══ Data lines ══

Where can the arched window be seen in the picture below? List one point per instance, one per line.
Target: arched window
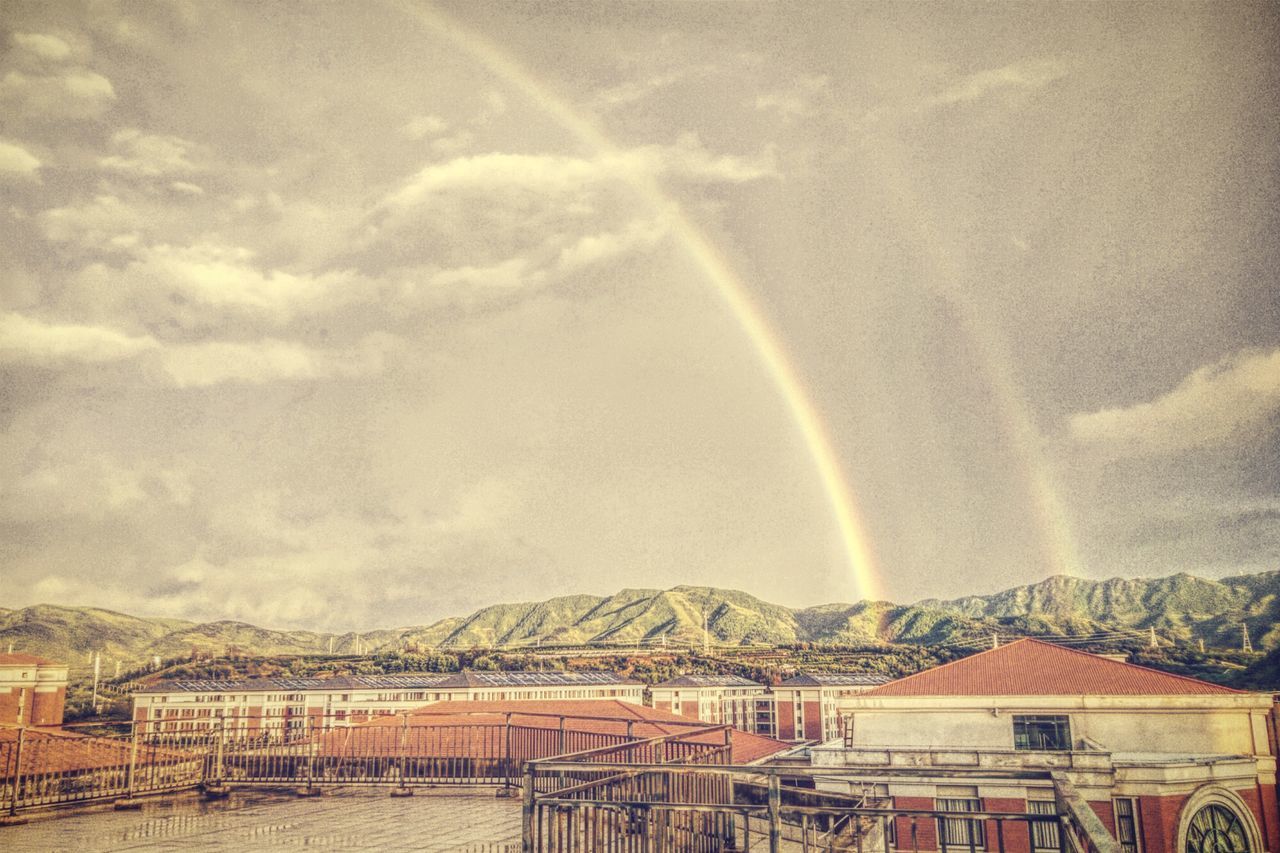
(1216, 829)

═══
══ Data lines ══

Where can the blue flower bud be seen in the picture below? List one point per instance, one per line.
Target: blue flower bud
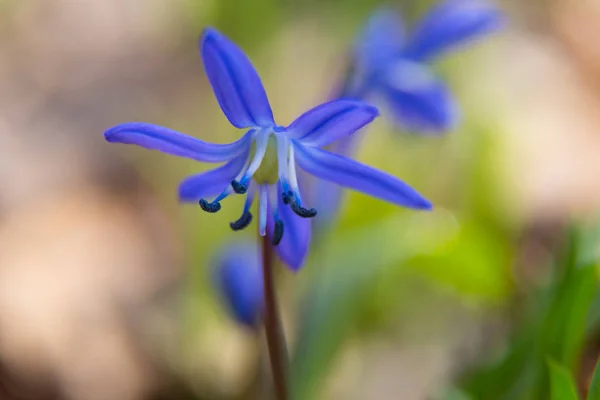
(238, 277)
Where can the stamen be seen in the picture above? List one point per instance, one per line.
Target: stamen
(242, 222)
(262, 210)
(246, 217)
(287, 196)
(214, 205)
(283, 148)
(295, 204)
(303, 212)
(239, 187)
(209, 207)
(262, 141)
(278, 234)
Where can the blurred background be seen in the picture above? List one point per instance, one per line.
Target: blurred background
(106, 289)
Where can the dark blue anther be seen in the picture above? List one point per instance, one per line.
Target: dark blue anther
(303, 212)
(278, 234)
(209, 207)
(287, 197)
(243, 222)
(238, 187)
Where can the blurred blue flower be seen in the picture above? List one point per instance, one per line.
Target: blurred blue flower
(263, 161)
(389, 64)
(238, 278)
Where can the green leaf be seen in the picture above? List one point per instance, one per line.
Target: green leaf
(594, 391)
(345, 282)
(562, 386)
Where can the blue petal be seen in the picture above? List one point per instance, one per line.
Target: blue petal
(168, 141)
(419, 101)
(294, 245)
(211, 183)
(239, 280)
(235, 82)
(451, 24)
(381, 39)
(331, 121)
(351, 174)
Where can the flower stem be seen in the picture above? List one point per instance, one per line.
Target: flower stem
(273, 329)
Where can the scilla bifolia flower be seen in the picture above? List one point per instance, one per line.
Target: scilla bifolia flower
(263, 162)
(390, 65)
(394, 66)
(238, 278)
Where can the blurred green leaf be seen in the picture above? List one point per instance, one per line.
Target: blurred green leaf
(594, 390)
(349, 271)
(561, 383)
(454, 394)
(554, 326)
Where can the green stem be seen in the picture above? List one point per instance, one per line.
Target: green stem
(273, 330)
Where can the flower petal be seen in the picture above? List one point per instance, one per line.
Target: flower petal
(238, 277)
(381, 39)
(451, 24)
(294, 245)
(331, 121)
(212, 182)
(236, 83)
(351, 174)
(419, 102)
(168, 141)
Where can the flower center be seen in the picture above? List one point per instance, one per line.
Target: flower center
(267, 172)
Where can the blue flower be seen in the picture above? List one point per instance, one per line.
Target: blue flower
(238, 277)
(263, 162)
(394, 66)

═══
══ Data lines ══

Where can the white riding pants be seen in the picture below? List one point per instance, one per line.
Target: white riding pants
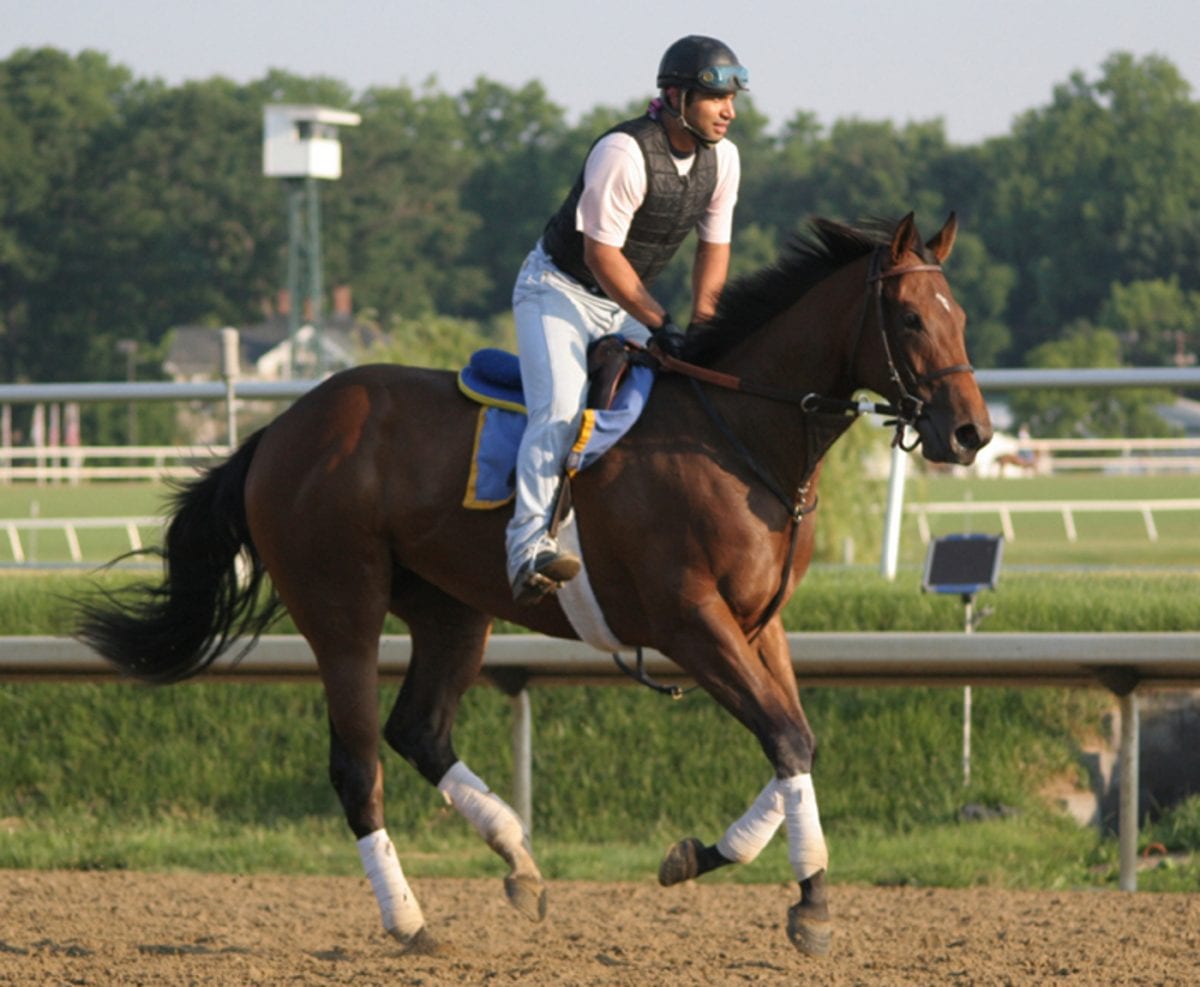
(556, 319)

═══

Work to do →
Can you substitute "curved window" for "arched window" throughout the part of the records that opens with the line containing "Where can the arched" and closes with the line containing "(1216, 829)", changing nothing else? Reproduce only those lines, and leave the picture out.

Written response →
Where can the curved window be seen in the picture below? List one point per instance, one per line.
Target: curved window
(1216, 829)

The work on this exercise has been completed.